**Exercise task 1:** Reproduce the passage of the 2048 reproduction thread starting at "reproducing the result" and ending at "( page 20 )".
**Exercise task 2:** List each distinct web address given in the 2048 reproduction thread, counting a repeated address only once.
**Exercise task 3:** In the 2048 reproduction thread, how many TPUs were used for acting in 2048?

**Passage to read:**
+-------+
DHDev0/Stochastic-muzero

reproducing the result on 2048

Closed this issue · 3 comments

Hello, Daniel, thanks a lot for your contribution. I am trying to reproduce the reported result on 2048 game. But I do not find the environment implementation in the repo. I would appreciate it if you could recommend an open source 2048 env to use in this repo.

simulation: https://pypi.org/project/gym-2048/ ( probably need to upgrade the env to gymnasium 0.27 )
hyperparameter : https://openreview.net/pdf?id=X6D9bAHhBQ1 ( page 20 )
You will also have to instantiate multiple machine for simulation with ray by modifying https://github.com/DHDev0/Stochastic-muzero/blob/main/self_play.py (line 241) for cluster of ray machine ( https://docs.ray.io/en/releases-2.0.0/cluster/getting-started.html )

< In 2048 we used 1 TPU for training and 4 TPUs for acting, for 80 hours per experiment; equivalent to
roughly 8 days on a V100. > https://openreview.net/pdf?id=X6D9bAHhBQ1 page 16

Thanks for your response, Daniel. I will have a try :)

You welcome. Let me know if you need help. ( just open a new issue )
+-------+
**Information supplied:**
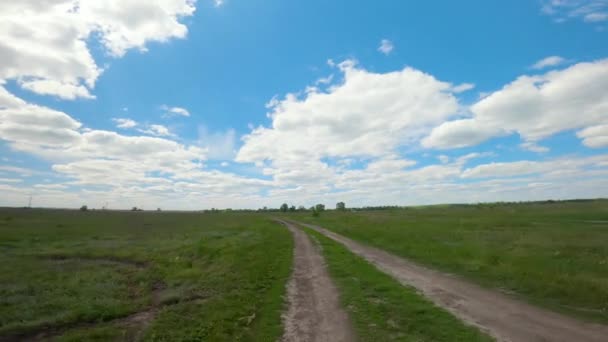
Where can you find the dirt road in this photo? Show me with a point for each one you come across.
(501, 316)
(314, 313)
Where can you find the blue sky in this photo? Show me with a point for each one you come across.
(189, 105)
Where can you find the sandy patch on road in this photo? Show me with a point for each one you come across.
(314, 313)
(501, 316)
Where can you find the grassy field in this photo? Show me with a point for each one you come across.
(381, 308)
(144, 275)
(551, 254)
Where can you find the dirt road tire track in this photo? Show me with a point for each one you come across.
(501, 316)
(314, 313)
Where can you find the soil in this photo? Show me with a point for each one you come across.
(314, 313)
(498, 314)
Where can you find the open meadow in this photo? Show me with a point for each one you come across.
(110, 276)
(68, 275)
(554, 254)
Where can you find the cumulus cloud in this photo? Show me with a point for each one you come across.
(594, 136)
(124, 123)
(588, 10)
(43, 44)
(535, 107)
(156, 130)
(463, 87)
(549, 62)
(386, 46)
(174, 111)
(220, 145)
(368, 114)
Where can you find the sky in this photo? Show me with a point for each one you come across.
(188, 105)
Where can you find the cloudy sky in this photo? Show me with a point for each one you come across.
(249, 103)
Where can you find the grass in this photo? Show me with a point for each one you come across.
(382, 309)
(551, 254)
(207, 276)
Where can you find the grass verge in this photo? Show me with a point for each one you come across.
(83, 276)
(550, 254)
(382, 309)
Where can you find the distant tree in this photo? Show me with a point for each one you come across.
(340, 206)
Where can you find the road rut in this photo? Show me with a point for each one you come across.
(314, 313)
(501, 316)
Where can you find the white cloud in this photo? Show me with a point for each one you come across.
(220, 145)
(124, 123)
(596, 17)
(549, 62)
(587, 10)
(594, 136)
(535, 107)
(533, 147)
(368, 114)
(156, 130)
(386, 46)
(443, 159)
(43, 44)
(173, 111)
(463, 87)
(60, 89)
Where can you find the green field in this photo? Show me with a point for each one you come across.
(551, 254)
(168, 276)
(156, 276)
(381, 308)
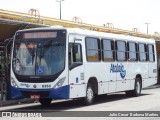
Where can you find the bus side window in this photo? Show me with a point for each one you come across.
(75, 55)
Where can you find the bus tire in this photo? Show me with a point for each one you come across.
(137, 89)
(45, 101)
(90, 95)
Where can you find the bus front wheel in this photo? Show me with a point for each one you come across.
(45, 101)
(137, 89)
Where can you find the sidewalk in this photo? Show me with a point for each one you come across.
(15, 102)
(27, 100)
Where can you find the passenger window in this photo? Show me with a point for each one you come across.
(75, 53)
(151, 54)
(108, 50)
(121, 50)
(132, 51)
(93, 49)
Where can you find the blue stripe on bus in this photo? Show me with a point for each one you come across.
(59, 93)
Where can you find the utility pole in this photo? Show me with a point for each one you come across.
(147, 26)
(59, 7)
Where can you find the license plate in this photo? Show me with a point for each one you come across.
(35, 96)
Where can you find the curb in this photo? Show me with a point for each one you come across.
(15, 102)
(28, 100)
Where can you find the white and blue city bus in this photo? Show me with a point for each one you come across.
(68, 63)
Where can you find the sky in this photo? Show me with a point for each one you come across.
(123, 14)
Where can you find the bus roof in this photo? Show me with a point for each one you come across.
(90, 33)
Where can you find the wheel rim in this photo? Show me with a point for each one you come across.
(89, 94)
(138, 87)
+-------+
**Expected answer 1:**
reproducing the result on 2048

Closed this issue · 3 comments

Hello, Daniel, thanks a lot for your contribution. I am trying to reproduce the reported result on 2048 game. But I do not find the environment implementation in the repo. I would appreciate it if you could recommend an open source 2048 env to use in this repo.

simulation: https://pypi.org/project/gym-2048/ ( probably need to upgrade the env to gymnasium 0.27 )
hyperparameter : https://openreview.net/pdf?id=X6D9bAHhBQ1 ( page 20 )

**Expected answer 2:**
https://pypi.org/project/gym-2048/
https://openreview.net/pdf?id=X6D9bAHhBQ1
https://github.com/DHDev0/Stochastic-muzero/blob/main/self_play.py
https://docs.ray.io/en/releases-2.0.0/cluster/getting-started.html

**Expected answer 3:** Four TPUs were used for acting.